___ Texto extraído ___

Texto João Barbosa
Vinho é festa! Seja com o néctar mais plebeu ao estratosférico, no Ocidente costumamos festejar e brindar com vinho. Nem toda a gente gosta, nem todos têm um gosto sofisticado, instruído, esclarecido. Muitos não têm dinheiro para cumprir o desejo.
Além do vinho, da sua qualidade e preço, há a questão dos copos; um problema no universo dos meus amigos, pois nem todos têm uma relação tão profunda com o vinho, desconhecendo a importância que têm os vasos. Há os renitentes, por teimosia ou incredulidade ou por ignorância ou inexperiência, mas quem bebeu vinho por bons copos…
É um bocado como os talheres. Até muito tarde, os europeus comeram à mão. Um espeto com lâmina era comum nas mesas, fazendo as vezes de garfo e de faca. Apesar de o garfo ser um instrumento muito antigo, de muito antes do nascimento de Cristo.
Hoje, o garfo é tão comum e tão logicamente útil que pode parecer estranho como andaram os europeus a comer à mão até ao século XVI… XIX… XX. Consta que terá entrada na mesa do Rei de França através de Catarina de Medicis, casada com Henrique II.
O garfo substituiu o espeto de lâmina, mas não se lhe juntou a faca. Documentação fiável não há, não lhe deram importância à época, mas reza a lenda que foi no restaurante parisiense La Tour d’Argent que o par se fez.
A data da fundação não é certa, mas esta casa – ainda hoje existe, apesar da mudança de local – é tida como estabelecida em 1582. Terá sido aí que Henrique IV, consorte de França e Rei de Navarra, aprendeu a usar os talheres, o primeiro monarca a utilizá-los.
Luís XIV, seu neto, frequentava o La Tour d’Argent e já seria comum o uso dos talheres na corte. Porém, os faqueiros só começaram a surgir, nas casas abastadas, a partir de meados do século XIX.

___ Dados fornecidos ___

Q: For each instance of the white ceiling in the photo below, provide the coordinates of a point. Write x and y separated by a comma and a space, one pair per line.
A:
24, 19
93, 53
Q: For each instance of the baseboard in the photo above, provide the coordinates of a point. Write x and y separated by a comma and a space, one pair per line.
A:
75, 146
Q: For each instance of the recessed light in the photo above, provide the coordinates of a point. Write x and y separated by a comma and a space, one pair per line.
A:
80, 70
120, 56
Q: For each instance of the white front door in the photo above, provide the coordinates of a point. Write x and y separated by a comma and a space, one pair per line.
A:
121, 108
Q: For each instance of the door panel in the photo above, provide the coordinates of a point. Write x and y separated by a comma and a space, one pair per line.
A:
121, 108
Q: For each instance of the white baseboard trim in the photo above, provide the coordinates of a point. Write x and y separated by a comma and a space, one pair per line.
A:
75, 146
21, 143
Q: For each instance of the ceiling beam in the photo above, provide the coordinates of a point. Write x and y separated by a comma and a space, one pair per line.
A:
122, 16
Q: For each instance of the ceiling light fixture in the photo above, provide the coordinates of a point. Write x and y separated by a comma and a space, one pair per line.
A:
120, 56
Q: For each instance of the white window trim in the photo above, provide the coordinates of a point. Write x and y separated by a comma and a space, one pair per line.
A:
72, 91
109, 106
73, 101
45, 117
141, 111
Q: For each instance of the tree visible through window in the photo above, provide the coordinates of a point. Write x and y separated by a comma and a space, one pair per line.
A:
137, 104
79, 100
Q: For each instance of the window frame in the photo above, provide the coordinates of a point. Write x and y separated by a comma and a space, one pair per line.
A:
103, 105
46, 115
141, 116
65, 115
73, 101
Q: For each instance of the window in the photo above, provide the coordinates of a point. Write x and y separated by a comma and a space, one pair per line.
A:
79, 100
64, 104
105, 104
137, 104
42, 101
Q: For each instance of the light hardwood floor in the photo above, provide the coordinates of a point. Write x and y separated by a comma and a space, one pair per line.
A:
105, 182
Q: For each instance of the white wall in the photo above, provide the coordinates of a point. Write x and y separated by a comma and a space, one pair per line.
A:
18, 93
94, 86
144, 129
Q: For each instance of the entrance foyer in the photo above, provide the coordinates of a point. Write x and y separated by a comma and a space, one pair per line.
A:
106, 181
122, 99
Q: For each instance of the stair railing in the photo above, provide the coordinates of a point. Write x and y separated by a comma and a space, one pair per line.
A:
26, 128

___

Instruções da tarefa:
Reescreva em forma de lista o parágrafo do texto sobre vinho e talheres que começa por «O garfo substituiu o espeto de lâmina». Mantenha os factos principais.

Resposta do exercício:
- O garfo substituiu o espeto de lâmina, mas a faca não se lhe juntou de imediato.
- Não há documentação fiável sobre o assunto, porque na época não lhe deram importância.
- Segundo a lenda, o garfo e a faca passaram a formar par no restaurante parisiense La Tour d'Argent.